​El precio del rescaste se pagó en el Calvario, Dios mismo lo pagó: el Hijo se dio a sí mismo, llevó nuestro pecado y nuestra maldición; el Padre entregó a su Hijo, su Unigénito Hijo, a quien amaba. 

​¿Por qué la doctrina de la expiación es central en las Escrituras? ¿Por qué debe haber un sacrificio? O, si aceptamos que la expiación es necesaria, ¿por qué Jesús, el Dios-hombre, debe ser quien la provea? Una respuesta, dada por Calvino en su Institución de la Religión Cristiana, es que así es como Dios lo ha dispuesto y que entonces es una impertinencia por nuestra parte preguntar si habría alguna otra manera. Pero esto no es una respuesta completa, como tanto Calvino y Anselmo lo reconocen.

Es posible preguntar sin ninguna impertinencia, en un
esfuerzo por entender, ¿por qué la salvación debía de lograrse de esta manera?

Anselmo (y luego Calvino) proponía dos respuestas posibles. La primera es que la salvación debía alcanzarse por medio de Dios, ningún otro podía lograrla. Resulta evidente que ningún hombre o mujer podían alcanzarla, ya que somos nosotros los que estamos en medio de graves problemas en primer lugar. Estamos en esta situación debido a nuestra rebelión contra las justas leyes y decretos de Dios. Además, hemos sufrido los efectos del pecado hasta tal extremo que nuestra voluntad está esclavizada, y por lo tanto ni siquiera podemos optar por agradar a Dios, y mucho menos agradar a Dios de una manera eficaz. Si hemos de ser salvos, solo Dios, quien tiene tanto el poder y la voluntad de salvarnos, debe ser quien nos salve. La segunda respuesta de Anselmo es que, si bien aparentemente es una contradicción, la salvación debe ser también alcanzada por el hombre. El hombre es quien le ha fallado a Dios y debe ser por lo tanto quien arregle el mal que ha hecho. Dada esta situación, la salvación sólo puede ser lograda por aquel que es al mismo tiempo Dios y hombre, es decir, por Cristo.

No habría estado bien que la restauración de la naturaleza humana quedara sin realizar, y no podría haber sido realizada a no ser que el hombre pagara lo que le debía a Dios por su pecado. Pero la deuda era tan grande que, si bien sólo el hombre era deudor, únicamente Dios podía saldarla, por lo que la misma persona debía ser al mismo tiempo hombre y Dios. Se hacía así necesario que Dios tomara la humanidad en la unidad de su Persona, para que quien por su naturaleza debía pagar, y no podía, estuviera en una persona que sí podía pagar. La vida de este hombre fue tan sublime, tan preciosa, que fue suficiente para pagar todo lo que se debía por los pecados de todo el mundo, e infinitamente mucho más.

Si la explicación de Anselmo sobre la Encarnación no ha de ser mal interpretada es necesario que se tengan presentes tres puntos:

Primero, es Dios quien inicia y lleva a cabo la acción. Si no recordamos este punto, se hace necesario concebir a Dios como algo remoto y ajeno a la expiación y por lo tanto meramente requiriéndola como un precio abstracto que había de ser pagado para satisfacer su justicia. Según este ultimo punto de vista, Dios se presenta como desinteresado, legalista y cruel. En realidad, la naturaleza de Dios está caracterizada por el amor, y fue por amor por lo que planificó y llevó a cabo la expiación. En Cristo, Dios mismo estaba satisfaciendo su propia justicia. Es fácil comprender entonces por qué la Encarnación y la expiación deben ser consideradas conjuntamente para evitar que no sean distorsionadas.

* _CONSIGNA 1_
Cita del texto sobre la expiación el fragmento comprendido entre "No habría estado" y "infinitamente mucho más.", ambos incluidos.
* _CONSIGNA 2_
Responde brevemente estas preguntas sobre el texto sobre la expiación:
(a) ¿En qué obra da Calvino la respuesta de que así es como Dios lo ha dispuesto?
(b) ¿Por qué, según el texto, ningún hombre o mujer podía alcanzar la salvación?
(c) ¿Por qué está caracterizada la naturaleza de Dios, según el texto?

* _CONTENIDO DEL CONJUNTO_
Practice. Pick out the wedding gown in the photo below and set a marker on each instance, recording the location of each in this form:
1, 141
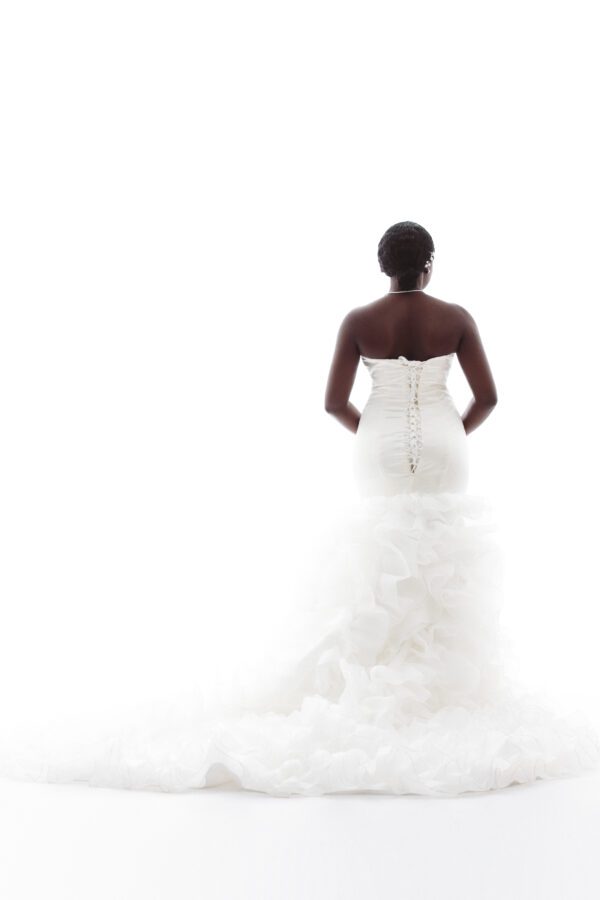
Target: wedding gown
395, 678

* _RESPUESTA COMPLETA 1_
No habría estado bien que la restauración de la naturaleza humana quedara sin realizar, y no podría haber sido realizada a no ser que el hombre pagara lo que le debía a Dios por su pecado. Pero la deuda era tan grande que, si bien sólo el hombre era deudor, únicamente Dios podía saldarla, por lo que la misma persona debía ser al mismo tiempo hombre y Dios. Se hacía así necesario que Dios tomara la humanidad en la unidad de su Persona, para que quien por su naturaleza debía pagar, y no podía, estuviera en una persona que sí podía pagar. La vida de este hombre fue tan sublime, tan preciosa, que fue suficiente para pagar todo lo que se debía por los pecados de todo el mundo, e infinitamente mucho más.

* _RESPUESTA COMPLETA 2_
(a) En su Institución de la Religión Cristiana.
(b) Porque somos nosotros los que estamos en medio de graves problemas en primer lugar.
(c) Por el amor.